What you should do: With the pictures left out, please return exactly the line holding "[[232, 317], [28, 294]]" and each following line until the entries end.

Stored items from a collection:
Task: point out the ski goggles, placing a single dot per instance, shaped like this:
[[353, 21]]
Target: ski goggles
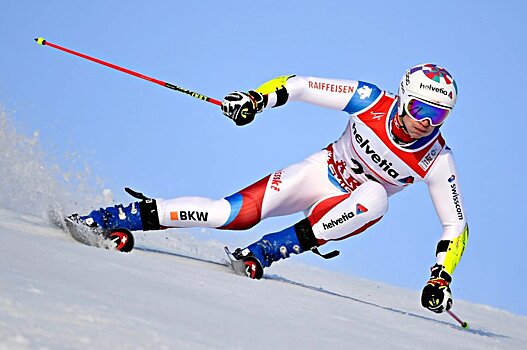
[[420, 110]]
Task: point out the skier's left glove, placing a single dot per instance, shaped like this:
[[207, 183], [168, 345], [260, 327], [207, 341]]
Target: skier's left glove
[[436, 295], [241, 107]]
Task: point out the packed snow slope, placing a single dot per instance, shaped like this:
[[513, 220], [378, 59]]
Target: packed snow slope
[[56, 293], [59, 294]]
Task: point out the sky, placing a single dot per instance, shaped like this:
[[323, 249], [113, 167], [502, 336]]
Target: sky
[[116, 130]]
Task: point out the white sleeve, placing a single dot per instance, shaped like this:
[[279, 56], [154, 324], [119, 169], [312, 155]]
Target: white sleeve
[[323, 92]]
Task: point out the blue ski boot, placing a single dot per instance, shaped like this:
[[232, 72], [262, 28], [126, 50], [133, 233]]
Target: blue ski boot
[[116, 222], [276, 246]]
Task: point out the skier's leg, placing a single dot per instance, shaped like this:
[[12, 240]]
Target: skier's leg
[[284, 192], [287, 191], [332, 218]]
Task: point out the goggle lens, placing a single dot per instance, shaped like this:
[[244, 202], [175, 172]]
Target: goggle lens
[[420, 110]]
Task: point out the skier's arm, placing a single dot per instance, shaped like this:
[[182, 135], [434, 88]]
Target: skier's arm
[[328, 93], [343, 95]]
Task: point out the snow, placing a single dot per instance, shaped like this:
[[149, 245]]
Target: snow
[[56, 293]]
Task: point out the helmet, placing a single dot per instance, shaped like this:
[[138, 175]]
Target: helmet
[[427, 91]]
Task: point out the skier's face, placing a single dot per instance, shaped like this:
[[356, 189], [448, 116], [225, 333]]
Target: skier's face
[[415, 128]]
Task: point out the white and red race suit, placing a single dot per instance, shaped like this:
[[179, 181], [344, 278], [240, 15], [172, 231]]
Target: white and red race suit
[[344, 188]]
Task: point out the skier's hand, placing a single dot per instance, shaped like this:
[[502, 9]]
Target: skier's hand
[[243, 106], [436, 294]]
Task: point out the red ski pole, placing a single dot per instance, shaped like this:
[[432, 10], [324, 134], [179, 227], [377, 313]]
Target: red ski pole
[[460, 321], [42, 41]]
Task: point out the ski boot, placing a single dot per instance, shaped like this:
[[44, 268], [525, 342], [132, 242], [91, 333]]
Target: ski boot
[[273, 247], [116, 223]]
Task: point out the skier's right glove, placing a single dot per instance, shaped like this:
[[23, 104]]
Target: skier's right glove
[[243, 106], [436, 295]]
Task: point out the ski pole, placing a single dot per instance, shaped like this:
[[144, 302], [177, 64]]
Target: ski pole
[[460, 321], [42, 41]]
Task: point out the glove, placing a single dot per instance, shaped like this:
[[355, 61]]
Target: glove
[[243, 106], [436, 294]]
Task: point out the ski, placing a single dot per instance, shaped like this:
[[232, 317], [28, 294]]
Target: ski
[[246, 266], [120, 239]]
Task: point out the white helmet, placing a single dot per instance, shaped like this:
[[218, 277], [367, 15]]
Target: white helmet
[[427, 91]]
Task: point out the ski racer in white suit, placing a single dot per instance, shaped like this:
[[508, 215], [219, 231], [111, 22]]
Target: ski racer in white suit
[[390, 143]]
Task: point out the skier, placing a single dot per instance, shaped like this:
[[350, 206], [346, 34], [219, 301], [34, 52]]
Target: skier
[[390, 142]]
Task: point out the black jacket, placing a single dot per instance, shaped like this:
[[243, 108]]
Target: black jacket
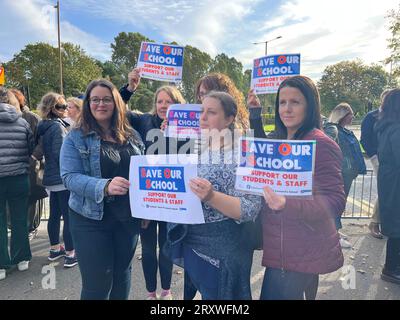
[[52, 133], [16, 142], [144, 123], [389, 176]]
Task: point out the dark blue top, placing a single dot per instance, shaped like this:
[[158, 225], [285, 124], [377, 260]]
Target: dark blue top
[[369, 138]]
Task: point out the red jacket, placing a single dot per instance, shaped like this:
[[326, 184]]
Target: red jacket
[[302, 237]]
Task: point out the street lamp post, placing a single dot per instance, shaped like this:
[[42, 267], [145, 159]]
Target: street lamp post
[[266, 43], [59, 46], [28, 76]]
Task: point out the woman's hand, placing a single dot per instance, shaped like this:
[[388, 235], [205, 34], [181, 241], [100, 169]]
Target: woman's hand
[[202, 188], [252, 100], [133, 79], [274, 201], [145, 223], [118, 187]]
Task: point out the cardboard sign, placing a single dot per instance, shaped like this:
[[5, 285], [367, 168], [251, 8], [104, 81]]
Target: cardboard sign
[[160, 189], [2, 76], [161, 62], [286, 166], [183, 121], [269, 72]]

Exercise output:
[[232, 317], [28, 294]]
Target: ski
[[246, 266], [120, 239]]
Task: point out the white helmet, placing a single dot per instance, shaped like this:
[[218, 277], [367, 15]]
Target: white helmet
[[427, 91]]
Task: point out the ski racer in white suit, placing a single dot per instance, shaped like this:
[[508, 215], [219, 231], [111, 22]]
Target: ski racer in white suit
[[390, 143]]
Task: point out the skier, placing a single dot per instance, shaped like this:
[[350, 206], [346, 34], [219, 301], [34, 52]]
Target: skier
[[390, 142]]
Task: point out the black jacket, placing a single dot per instance, shaped like this:
[[243, 108]]
Target: black jacket
[[52, 133], [16, 142], [144, 123], [389, 176]]
Task: point out the dark blue top, placing a single dot per instance, shaped like this:
[[158, 225], [285, 124], [377, 260]]
Target: dark blue top
[[369, 138]]
Task: point out the red jacket, placing a single dot per instance, shaped like this:
[[326, 184]]
Target: red jacket
[[302, 237]]
Task: point out the street lamp post, placing a single dot per instance, shaped like this:
[[42, 267], [145, 159]]
Target: street lamp post
[[266, 43], [59, 46], [28, 76]]
Task: point out the woman's hand, placing a single dot per instance, shaped like this:
[[388, 235], [205, 34], [181, 241], [100, 169]]
Target: woman's hand
[[202, 188], [252, 100], [133, 79], [274, 201], [145, 223], [118, 187]]
Task: point out the cardboard sign, placing a single dot per instance, shaped like this:
[[5, 285], [367, 168], [251, 8], [104, 81]]
Target: cardboard sign
[[160, 189], [2, 76], [161, 62], [286, 166], [183, 121], [269, 72]]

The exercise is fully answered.